CONSIGNES »
**a)** Compte les lignes ci-dessous qui contiennent le mot "frame" en tenant compte des majuscules et minuscules, puis donne seulement ce nombre.
**b)** Poursuis le texte sur Kendrick Lamar ci-dessous à partir de sa dernière phrase.

EXTRAIT DU TEXTE »
..............................

Au fil des années, cet équilibre entre introspection et engagement social l’a propulsé au sommet. Good Kid, M.A.A.D City (2012) racontait la survie dans les rues de Compton. To Pimp a Butterfly (2015) fusionnait jazz, funk et colère politique dans un album devenu un manifeste du mouvement Black Lives Matter. DAMN. (2017) lui valait un Pulitzer, une première pour un rappeur. Pourtant, en 2022, il quittait son label historique, Top Dawg Entertainment, et semblait vouloir se retirer du tumulte.
Mais Lamar n’a jamais été fait pour le silence. Lorsque sa rivalité avec Drake a explosé en 2024, il a utilisé son talent de conteur pour transformer une simple querelle en une guerre culturelle. Avec “Not Like Us”, il ne se contentait pas de lancer des piques : il détruisait l’image de son adversaire, l’attaquant sur des terrains où le rap s’aventure rarement, comme la moralité et la réputation. Le morceau a dominé les charts, provoqué un débat national et, maintenant, le voici au Super Bowl, face à l’Amérique toute entière, prêt à jouer avec les limites du mainstream.

Un spectacle écrit comme une tragédie grecque
Si certains espéraient un concert festif, ils n’avaient pas compris Kendrick Lamar. Dès les premières secondes, il imposait une mise en scène théâtrale, où chaque détail semblait chargé de symbolisme. La surprise d’entrée : Samuel L. Jackson, en costume étoilé, prenant le rôle d’un oncle Sam cynique et moqueur, une allusion directe aux attentes oppressantes de l’Amérique blanche vis-à-vis des artistes noirs. Ce choix de casting n’était pas anodin : Jackson, icône du cinéma et voix du militantisme, incarnait cette figure ambiguë du mentor qui encourage mais impose des règles, comme un écho au monde du divertissement qui célèbre les artistes noirs tout en leur dictant leur conduite.

..............................

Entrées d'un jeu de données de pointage
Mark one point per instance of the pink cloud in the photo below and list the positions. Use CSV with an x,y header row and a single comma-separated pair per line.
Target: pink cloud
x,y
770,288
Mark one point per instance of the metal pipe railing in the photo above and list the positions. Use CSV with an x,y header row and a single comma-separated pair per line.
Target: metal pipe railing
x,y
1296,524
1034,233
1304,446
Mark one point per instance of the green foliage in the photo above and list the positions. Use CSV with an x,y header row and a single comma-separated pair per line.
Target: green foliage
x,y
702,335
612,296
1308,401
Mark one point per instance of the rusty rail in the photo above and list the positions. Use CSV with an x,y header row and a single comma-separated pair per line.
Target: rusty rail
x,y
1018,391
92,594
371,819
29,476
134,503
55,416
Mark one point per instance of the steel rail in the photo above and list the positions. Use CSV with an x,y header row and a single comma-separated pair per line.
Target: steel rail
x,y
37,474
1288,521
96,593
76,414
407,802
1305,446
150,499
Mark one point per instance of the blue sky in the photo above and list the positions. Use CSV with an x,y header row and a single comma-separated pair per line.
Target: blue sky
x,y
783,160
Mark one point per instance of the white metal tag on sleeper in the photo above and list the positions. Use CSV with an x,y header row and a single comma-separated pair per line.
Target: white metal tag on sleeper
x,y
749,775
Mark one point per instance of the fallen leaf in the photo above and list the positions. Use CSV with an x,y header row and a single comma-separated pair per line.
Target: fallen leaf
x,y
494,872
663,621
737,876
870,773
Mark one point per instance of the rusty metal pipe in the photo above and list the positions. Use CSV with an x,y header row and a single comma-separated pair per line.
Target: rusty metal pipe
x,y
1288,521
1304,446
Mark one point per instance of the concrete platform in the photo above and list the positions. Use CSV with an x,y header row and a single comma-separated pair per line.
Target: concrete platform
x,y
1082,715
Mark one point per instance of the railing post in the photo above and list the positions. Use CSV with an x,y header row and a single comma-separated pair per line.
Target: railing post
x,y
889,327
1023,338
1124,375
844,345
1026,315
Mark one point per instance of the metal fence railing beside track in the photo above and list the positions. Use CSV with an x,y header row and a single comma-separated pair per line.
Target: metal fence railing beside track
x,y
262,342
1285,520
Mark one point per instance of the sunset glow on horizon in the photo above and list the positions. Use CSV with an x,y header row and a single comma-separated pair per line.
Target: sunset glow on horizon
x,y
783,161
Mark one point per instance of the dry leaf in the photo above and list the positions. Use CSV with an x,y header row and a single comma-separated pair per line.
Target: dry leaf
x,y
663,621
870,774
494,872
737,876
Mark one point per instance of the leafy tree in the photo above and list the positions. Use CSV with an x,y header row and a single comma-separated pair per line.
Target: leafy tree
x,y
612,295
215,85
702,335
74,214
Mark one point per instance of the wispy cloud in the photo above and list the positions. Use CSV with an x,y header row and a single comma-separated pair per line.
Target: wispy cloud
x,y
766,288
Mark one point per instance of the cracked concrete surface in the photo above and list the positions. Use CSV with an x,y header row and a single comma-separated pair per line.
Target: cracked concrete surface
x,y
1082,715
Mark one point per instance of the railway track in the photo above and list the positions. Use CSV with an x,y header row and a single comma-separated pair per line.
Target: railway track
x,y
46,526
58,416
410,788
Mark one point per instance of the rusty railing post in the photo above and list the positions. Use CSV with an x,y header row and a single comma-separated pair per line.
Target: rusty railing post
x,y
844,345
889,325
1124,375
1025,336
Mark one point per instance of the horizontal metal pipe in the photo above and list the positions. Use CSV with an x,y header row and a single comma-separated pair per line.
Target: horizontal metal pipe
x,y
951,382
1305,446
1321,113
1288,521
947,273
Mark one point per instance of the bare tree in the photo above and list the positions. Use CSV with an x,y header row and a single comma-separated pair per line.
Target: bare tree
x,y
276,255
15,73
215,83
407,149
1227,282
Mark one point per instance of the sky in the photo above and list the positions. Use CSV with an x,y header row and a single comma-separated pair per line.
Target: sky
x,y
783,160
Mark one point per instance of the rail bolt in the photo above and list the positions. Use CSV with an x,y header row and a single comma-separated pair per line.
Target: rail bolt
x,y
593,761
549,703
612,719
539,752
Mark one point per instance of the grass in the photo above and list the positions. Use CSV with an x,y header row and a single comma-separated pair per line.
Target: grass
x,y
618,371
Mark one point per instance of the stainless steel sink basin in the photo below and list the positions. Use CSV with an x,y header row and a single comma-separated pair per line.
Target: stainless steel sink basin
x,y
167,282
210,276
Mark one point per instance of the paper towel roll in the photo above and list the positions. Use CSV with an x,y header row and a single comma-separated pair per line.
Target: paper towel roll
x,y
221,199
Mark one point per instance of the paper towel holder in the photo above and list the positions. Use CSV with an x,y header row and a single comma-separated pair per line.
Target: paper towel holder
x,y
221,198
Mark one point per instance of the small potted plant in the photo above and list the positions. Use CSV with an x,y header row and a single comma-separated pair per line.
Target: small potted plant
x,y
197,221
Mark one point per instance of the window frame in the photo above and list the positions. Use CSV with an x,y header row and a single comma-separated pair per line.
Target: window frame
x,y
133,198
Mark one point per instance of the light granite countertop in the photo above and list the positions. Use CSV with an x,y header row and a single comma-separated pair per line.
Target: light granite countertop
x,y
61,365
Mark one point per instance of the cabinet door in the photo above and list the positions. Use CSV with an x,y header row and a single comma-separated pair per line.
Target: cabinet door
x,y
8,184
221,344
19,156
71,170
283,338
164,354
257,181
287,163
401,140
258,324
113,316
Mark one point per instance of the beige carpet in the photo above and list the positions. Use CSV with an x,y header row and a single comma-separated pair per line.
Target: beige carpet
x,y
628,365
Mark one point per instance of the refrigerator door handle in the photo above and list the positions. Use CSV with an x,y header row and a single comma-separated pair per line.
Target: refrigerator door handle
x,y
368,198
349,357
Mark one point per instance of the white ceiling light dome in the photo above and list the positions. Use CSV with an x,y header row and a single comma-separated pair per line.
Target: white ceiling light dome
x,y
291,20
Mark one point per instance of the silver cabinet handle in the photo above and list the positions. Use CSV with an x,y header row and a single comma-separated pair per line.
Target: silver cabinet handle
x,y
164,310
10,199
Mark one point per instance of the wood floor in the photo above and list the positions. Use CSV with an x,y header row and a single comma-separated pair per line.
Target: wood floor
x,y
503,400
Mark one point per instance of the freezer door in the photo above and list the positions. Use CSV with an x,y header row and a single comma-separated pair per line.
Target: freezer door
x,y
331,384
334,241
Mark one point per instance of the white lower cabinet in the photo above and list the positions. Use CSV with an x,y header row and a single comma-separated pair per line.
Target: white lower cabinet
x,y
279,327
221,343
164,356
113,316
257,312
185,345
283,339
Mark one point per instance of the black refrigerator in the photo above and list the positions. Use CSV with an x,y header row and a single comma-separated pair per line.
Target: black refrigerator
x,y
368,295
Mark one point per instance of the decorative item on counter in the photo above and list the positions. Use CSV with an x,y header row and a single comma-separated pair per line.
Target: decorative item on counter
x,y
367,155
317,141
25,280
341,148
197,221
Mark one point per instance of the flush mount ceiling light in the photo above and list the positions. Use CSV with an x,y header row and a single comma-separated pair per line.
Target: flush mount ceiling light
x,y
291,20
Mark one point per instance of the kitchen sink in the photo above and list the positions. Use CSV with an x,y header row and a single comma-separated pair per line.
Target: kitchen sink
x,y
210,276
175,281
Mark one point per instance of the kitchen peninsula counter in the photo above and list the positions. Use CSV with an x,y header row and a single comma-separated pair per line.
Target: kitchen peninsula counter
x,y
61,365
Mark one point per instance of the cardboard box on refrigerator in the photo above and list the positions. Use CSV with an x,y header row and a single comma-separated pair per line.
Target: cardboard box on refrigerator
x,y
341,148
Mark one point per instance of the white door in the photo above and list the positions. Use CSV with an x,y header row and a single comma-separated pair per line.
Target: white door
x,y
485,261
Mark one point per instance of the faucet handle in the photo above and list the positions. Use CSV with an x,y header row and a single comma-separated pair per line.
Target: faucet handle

..............................

RÉPONSES »
**a)** 2

**b)**
Puis, il y avait la scénographie. Une Buick Grand National GNX 1987 trônait au centre de la scène, un clin d’œil évident à la culture automobile de la côte ouest et à son dernier album, GNX. Mais aussi une provocation : la GNX est une voiture associée aux trafiquants de drogue des années 80, un rappel du passé criminel que l’Amérique aime reprocher aux rappeurs tout en glorifiant leur ascension. Tout dans cette ouverture sentait la subversion élégante.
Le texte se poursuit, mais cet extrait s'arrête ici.